§ To do:
From the line containing "If you could point at the ice" to the last line below, retype everything word for word.

§ Data:

*** Begin section ***

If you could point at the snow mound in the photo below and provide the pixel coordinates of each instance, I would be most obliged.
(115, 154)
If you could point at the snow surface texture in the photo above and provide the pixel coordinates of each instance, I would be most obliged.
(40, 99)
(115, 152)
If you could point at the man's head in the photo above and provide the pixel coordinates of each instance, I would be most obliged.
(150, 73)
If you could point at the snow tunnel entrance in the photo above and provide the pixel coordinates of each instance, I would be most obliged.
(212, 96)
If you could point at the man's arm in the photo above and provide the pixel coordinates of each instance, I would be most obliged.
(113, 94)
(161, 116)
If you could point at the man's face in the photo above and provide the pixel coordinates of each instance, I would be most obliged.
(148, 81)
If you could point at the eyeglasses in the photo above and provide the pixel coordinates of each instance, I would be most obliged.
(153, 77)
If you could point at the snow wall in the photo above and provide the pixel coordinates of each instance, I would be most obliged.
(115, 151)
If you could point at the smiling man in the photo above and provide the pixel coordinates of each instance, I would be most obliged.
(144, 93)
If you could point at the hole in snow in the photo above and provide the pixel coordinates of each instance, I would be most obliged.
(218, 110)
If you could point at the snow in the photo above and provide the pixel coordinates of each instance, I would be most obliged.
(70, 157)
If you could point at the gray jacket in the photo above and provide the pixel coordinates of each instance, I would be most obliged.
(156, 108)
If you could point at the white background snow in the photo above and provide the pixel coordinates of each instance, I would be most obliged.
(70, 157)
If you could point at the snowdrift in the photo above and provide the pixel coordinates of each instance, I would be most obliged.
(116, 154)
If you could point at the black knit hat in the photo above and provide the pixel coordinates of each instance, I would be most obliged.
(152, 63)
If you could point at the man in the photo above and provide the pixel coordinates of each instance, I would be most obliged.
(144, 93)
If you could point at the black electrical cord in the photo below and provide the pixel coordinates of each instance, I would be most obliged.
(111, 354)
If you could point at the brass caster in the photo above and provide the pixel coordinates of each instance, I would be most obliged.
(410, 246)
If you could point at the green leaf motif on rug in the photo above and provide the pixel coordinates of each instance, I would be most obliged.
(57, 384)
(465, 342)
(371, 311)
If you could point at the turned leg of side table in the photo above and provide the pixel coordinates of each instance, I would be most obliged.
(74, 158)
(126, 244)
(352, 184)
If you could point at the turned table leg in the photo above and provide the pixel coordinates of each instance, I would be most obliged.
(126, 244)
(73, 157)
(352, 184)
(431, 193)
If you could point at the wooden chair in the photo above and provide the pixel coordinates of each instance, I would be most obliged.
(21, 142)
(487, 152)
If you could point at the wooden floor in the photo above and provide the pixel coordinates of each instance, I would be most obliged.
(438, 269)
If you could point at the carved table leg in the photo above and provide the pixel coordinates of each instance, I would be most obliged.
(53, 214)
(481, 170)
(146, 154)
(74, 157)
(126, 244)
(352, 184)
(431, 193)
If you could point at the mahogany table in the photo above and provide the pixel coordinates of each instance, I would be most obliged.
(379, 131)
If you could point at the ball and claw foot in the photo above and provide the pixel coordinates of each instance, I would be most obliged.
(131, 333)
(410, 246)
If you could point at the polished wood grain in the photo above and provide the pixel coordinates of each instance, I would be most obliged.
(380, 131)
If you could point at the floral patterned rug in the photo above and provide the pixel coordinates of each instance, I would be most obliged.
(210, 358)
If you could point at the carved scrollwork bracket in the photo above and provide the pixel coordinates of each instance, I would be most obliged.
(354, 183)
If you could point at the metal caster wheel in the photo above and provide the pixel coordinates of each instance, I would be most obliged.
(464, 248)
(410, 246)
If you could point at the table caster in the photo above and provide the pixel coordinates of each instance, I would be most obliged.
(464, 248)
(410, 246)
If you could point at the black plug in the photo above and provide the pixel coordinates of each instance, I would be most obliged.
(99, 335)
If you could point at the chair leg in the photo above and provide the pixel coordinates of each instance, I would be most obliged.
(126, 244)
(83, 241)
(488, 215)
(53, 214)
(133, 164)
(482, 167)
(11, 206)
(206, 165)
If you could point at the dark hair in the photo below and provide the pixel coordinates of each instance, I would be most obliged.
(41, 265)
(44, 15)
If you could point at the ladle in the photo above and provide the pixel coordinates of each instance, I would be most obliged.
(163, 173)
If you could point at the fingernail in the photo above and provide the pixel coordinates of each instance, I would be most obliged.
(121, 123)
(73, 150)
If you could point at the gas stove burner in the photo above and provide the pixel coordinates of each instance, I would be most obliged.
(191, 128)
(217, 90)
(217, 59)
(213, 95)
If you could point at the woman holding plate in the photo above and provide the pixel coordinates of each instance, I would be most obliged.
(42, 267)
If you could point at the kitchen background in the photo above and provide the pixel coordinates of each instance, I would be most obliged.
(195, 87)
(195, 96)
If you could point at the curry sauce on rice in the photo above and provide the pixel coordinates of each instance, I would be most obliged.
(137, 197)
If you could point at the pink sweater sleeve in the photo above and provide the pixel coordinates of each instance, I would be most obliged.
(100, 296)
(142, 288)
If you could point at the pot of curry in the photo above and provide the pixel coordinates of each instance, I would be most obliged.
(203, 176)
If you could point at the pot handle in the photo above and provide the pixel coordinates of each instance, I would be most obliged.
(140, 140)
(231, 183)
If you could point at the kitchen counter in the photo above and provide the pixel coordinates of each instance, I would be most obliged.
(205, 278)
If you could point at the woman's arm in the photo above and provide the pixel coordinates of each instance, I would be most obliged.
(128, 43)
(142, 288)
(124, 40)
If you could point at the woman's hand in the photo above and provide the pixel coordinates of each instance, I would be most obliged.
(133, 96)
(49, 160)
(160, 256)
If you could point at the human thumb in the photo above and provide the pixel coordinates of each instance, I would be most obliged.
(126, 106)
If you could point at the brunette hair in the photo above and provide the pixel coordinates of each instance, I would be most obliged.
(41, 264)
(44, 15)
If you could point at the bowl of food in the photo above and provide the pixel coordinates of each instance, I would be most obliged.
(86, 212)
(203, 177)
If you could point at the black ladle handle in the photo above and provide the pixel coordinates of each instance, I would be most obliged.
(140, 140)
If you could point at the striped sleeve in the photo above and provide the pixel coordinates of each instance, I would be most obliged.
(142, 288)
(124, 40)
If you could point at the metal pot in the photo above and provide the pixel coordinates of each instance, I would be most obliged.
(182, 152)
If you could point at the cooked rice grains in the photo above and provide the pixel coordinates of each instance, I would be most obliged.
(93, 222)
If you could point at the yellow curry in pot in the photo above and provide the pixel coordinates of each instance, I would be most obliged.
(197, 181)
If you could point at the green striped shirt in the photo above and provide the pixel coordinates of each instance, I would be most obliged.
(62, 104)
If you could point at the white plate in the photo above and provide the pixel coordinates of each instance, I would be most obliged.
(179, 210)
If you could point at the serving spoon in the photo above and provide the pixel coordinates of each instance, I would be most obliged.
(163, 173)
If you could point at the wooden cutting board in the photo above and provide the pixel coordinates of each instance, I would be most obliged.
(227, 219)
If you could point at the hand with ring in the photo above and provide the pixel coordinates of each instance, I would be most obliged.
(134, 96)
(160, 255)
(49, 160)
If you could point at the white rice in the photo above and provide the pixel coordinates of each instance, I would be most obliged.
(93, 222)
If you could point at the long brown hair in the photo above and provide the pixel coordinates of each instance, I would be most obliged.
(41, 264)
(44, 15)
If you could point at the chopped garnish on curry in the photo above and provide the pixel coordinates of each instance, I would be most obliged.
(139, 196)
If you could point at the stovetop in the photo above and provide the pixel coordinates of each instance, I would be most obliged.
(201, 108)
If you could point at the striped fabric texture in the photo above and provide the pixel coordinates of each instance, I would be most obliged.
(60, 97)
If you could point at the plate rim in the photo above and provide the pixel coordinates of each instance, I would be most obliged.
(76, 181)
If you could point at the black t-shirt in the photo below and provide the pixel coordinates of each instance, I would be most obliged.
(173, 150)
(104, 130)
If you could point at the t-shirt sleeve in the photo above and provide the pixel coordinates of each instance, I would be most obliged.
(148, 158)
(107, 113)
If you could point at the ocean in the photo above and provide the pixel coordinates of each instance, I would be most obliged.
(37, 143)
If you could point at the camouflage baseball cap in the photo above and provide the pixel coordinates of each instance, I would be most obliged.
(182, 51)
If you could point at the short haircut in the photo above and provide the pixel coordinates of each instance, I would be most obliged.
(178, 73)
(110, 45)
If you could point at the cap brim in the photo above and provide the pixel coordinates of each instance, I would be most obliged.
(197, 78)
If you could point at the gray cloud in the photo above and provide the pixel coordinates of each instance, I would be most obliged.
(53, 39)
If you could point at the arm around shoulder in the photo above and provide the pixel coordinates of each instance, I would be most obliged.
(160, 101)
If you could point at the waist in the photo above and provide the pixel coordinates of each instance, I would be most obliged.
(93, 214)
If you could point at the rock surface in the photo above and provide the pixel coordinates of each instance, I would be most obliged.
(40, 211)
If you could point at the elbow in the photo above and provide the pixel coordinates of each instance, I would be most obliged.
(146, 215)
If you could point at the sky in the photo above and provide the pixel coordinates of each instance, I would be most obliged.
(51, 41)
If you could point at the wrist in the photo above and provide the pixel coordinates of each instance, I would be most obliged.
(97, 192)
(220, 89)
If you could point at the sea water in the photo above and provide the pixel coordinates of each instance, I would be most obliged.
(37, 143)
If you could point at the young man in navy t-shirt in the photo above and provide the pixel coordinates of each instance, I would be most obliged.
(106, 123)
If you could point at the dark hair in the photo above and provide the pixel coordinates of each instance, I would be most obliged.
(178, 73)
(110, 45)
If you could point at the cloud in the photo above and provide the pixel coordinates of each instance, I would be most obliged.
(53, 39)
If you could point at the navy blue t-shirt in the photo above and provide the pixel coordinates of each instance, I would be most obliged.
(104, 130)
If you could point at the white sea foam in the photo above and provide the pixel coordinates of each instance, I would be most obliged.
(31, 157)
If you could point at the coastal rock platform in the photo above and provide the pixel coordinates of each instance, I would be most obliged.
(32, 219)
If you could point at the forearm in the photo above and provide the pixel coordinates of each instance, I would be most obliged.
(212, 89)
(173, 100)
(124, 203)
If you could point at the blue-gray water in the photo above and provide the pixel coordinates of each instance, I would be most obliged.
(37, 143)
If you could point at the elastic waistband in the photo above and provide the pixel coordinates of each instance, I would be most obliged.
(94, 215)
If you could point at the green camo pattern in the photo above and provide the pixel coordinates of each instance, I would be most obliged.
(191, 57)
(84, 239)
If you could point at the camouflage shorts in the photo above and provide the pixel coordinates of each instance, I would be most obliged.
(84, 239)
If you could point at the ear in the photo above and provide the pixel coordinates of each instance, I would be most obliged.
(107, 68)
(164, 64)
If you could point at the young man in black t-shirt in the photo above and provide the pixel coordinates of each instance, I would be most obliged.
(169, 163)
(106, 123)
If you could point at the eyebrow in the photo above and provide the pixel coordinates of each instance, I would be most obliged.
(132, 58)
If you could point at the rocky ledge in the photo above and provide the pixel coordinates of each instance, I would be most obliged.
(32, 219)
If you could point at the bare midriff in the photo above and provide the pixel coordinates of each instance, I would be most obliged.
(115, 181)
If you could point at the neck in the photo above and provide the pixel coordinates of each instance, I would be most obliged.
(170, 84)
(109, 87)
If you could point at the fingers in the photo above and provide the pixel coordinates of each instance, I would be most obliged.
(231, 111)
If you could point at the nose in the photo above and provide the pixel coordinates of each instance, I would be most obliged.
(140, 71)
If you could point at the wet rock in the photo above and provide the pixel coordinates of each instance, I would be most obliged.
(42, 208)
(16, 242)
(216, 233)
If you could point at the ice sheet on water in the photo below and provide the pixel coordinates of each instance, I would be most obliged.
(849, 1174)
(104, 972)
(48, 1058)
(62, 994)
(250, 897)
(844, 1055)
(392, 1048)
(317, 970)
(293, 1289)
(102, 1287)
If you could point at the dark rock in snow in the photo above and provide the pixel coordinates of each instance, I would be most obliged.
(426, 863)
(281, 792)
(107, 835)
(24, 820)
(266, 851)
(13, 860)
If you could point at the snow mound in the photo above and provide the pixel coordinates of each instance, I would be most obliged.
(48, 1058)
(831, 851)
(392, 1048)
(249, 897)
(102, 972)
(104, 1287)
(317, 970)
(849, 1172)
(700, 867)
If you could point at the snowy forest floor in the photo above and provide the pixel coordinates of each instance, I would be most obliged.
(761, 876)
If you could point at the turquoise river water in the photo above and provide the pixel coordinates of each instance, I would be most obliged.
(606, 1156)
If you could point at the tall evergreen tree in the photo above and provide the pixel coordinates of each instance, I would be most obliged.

*** End section ***

§ Your solution:
If you could point at the ice sheet on water in the photo below and provide the pixel coordinates of each instance, I would be most obliged.
(849, 1174)
(104, 972)
(48, 1058)
(62, 994)
(250, 897)
(844, 1055)
(392, 1048)
(317, 970)
(293, 1289)
(102, 1287)
If you could point at the dark rock in snow in the photo above and provide the pixel coordinates of each instance, I would be most obliged.
(426, 863)
(281, 792)
(107, 835)
(24, 820)
(266, 851)
(13, 860)
If you could point at the snow mound in the photo above and provide the pixel coordinates of each instance, I would be most obliged.
(48, 1058)
(831, 851)
(392, 1048)
(249, 897)
(102, 972)
(104, 1287)
(317, 970)
(849, 1172)
(700, 867)
If you could point at the snowy forest floor in the photo above and provide the pixel coordinates of each instance, I would be most obliged.
(761, 876)
If you could point at the turquoise river water in the photo above and provide the pixel coordinates of each instance, I would be most obliged.
(606, 1156)
If you could point at the tall evergreen tree in the photo above and provide the pixel coordinates of each instance, I would be most obliged.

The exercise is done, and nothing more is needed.